• Extracted data
▼

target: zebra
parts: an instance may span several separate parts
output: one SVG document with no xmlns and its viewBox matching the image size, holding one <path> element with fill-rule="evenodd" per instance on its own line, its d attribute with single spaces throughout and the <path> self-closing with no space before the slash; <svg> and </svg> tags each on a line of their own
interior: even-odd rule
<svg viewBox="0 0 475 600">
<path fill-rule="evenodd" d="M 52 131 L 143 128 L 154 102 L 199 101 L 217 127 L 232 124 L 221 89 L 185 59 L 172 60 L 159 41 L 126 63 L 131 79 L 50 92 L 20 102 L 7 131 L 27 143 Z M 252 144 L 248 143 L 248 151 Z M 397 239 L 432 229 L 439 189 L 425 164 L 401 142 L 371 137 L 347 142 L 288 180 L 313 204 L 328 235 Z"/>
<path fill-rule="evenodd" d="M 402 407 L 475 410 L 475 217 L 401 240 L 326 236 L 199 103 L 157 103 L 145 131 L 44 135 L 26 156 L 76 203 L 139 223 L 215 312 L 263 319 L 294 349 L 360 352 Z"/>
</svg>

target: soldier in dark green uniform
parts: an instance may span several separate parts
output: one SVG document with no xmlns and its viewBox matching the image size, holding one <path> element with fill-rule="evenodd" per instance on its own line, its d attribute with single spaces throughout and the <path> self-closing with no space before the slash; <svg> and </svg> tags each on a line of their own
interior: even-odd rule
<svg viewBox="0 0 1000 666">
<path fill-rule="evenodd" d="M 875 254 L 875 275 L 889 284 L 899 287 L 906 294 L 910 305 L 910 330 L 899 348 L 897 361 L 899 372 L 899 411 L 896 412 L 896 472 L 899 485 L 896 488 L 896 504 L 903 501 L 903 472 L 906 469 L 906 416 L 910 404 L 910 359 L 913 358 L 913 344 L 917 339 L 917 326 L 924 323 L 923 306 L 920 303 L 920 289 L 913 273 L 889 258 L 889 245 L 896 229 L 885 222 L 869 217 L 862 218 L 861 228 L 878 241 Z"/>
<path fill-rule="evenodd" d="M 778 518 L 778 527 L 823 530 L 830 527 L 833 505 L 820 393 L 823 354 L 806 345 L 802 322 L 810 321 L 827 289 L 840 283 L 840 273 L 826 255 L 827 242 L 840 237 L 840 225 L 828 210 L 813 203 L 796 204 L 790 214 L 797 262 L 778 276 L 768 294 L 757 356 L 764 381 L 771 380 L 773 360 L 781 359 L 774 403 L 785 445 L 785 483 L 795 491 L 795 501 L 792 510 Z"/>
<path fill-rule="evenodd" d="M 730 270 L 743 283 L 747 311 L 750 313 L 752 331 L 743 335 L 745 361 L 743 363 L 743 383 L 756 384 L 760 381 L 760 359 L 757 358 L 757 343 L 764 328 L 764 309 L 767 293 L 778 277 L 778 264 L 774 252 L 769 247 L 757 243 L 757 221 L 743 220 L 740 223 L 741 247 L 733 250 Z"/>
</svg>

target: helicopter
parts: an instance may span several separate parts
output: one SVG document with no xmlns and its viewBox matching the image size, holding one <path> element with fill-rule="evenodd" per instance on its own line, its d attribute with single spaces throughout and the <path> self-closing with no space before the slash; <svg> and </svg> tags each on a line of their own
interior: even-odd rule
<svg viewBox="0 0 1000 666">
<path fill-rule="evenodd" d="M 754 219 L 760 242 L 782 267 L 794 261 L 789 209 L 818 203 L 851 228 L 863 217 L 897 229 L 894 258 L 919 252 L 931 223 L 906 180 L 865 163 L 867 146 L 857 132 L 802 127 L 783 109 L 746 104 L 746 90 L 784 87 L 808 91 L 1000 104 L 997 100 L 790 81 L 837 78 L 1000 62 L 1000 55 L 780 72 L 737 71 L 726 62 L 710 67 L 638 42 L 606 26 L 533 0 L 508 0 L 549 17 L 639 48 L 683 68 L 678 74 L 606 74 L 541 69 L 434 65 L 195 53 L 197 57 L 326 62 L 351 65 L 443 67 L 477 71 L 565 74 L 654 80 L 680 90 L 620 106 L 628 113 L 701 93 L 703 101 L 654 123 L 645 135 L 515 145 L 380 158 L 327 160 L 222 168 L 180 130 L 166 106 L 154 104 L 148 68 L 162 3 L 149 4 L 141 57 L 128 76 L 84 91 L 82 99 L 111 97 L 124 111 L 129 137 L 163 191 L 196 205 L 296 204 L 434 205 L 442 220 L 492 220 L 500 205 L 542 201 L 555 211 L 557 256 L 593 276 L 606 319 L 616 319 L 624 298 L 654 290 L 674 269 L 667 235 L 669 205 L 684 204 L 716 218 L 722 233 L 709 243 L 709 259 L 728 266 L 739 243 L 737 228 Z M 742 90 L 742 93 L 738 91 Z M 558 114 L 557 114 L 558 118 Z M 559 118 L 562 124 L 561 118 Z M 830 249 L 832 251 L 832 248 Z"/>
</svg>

▲

• About this exercise
For this task, set down the entire listing word for word.

• Answer space
target: zebra
parts: an instance may span several separate parts
output: one SVG document with no xmlns and its viewBox matching the image size, holding one <path> element with fill-rule="evenodd" per instance on its own line, its d attribute with single spaces throughout and the <path> self-closing with no space before the slash; <svg> and </svg> tags each on a line of their own
interior: even-odd rule
<svg viewBox="0 0 475 600">
<path fill-rule="evenodd" d="M 52 131 L 143 128 L 154 102 L 199 101 L 217 127 L 232 124 L 221 89 L 185 59 L 172 60 L 159 41 L 126 63 L 131 79 L 50 92 L 20 102 L 7 131 L 27 143 Z M 252 144 L 248 143 L 248 151 Z M 397 239 L 432 229 L 439 189 L 425 164 L 401 142 L 371 137 L 347 142 L 288 180 L 313 204 L 328 235 Z"/>
<path fill-rule="evenodd" d="M 402 407 L 475 410 L 475 217 L 401 240 L 326 236 L 199 103 L 157 103 L 145 131 L 44 135 L 26 156 L 76 203 L 139 223 L 215 312 L 263 319 L 294 349 L 360 352 Z"/>
</svg>

target: soldier in dark green uniform
parts: an instance may span several separate parts
output: one SVG document with no xmlns and its viewBox matching the image size, holding one <path> element with fill-rule="evenodd" per instance on its own line, its d attribute with single spaces throughout and the <path> self-closing with no space before the slash; <svg> and </svg> tags each on a line of their own
interior: even-odd rule
<svg viewBox="0 0 1000 666">
<path fill-rule="evenodd" d="M 875 254 L 875 275 L 889 284 L 899 287 L 906 294 L 910 305 L 910 330 L 899 348 L 897 361 L 899 372 L 899 411 L 896 412 L 896 472 L 899 485 L 896 488 L 896 504 L 903 501 L 903 472 L 906 469 L 906 416 L 910 404 L 910 359 L 913 358 L 913 344 L 917 339 L 917 326 L 924 323 L 923 306 L 920 303 L 920 289 L 913 273 L 889 258 L 889 245 L 896 229 L 885 222 L 869 217 L 862 218 L 861 228 L 878 241 Z"/>
<path fill-rule="evenodd" d="M 778 518 L 778 527 L 823 530 L 830 527 L 833 505 L 820 393 L 823 354 L 806 345 L 802 322 L 810 321 L 827 289 L 840 283 L 840 273 L 826 255 L 827 242 L 840 237 L 840 225 L 828 210 L 813 203 L 796 204 L 790 214 L 797 262 L 778 276 L 768 294 L 757 356 L 764 381 L 771 380 L 773 360 L 781 359 L 774 403 L 785 445 L 785 483 L 795 491 L 795 501 L 792 510 Z"/>
<path fill-rule="evenodd" d="M 730 270 L 743 283 L 747 311 L 750 313 L 752 331 L 743 335 L 745 361 L 743 363 L 743 383 L 756 384 L 760 381 L 760 359 L 757 358 L 757 343 L 764 328 L 764 309 L 767 293 L 778 277 L 778 264 L 774 252 L 769 247 L 757 243 L 757 221 L 743 220 L 740 223 L 741 247 L 733 250 Z"/>
</svg>

target: helicopter
parts: an instance may span several separate parts
output: one SVG document with no xmlns and its viewBox matching the image size, holding one <path> element with fill-rule="evenodd" per instance on its own line, its d attribute with single spaces throughout and the <path> self-closing with no space before the slash; <svg> and </svg> tags each on a line of their own
interior: even-odd rule
<svg viewBox="0 0 1000 666">
<path fill-rule="evenodd" d="M 754 219 L 760 242 L 782 267 L 794 261 L 789 209 L 818 203 L 851 228 L 863 217 L 897 229 L 894 258 L 919 252 L 931 223 L 906 180 L 865 163 L 867 146 L 857 132 L 802 127 L 783 109 L 746 104 L 746 90 L 784 87 L 808 91 L 1000 104 L 997 100 L 790 81 L 837 78 L 1000 62 L 1000 55 L 780 72 L 737 71 L 726 62 L 710 67 L 638 42 L 606 26 L 533 0 L 508 0 L 549 17 L 639 48 L 683 68 L 678 74 L 606 74 L 541 69 L 434 65 L 195 53 L 197 57 L 326 62 L 351 65 L 443 67 L 477 71 L 565 74 L 654 80 L 680 90 L 620 106 L 628 113 L 701 93 L 703 101 L 654 123 L 645 135 L 515 145 L 380 158 L 327 160 L 222 168 L 180 130 L 166 106 L 154 104 L 148 68 L 162 3 L 149 4 L 141 57 L 128 76 L 84 91 L 82 99 L 111 97 L 124 111 L 129 137 L 163 191 L 196 205 L 296 204 L 434 205 L 442 220 L 492 220 L 500 205 L 542 201 L 555 211 L 557 256 L 593 276 L 606 319 L 616 319 L 624 298 L 654 290 L 674 269 L 667 235 L 669 205 L 684 204 L 716 218 L 722 233 L 709 243 L 709 259 L 728 266 L 739 243 L 737 228 Z M 742 90 L 742 93 L 738 91 Z M 558 114 L 557 114 L 558 118 Z M 559 118 L 562 124 L 561 118 Z M 830 249 L 832 251 L 832 248 Z"/>
</svg>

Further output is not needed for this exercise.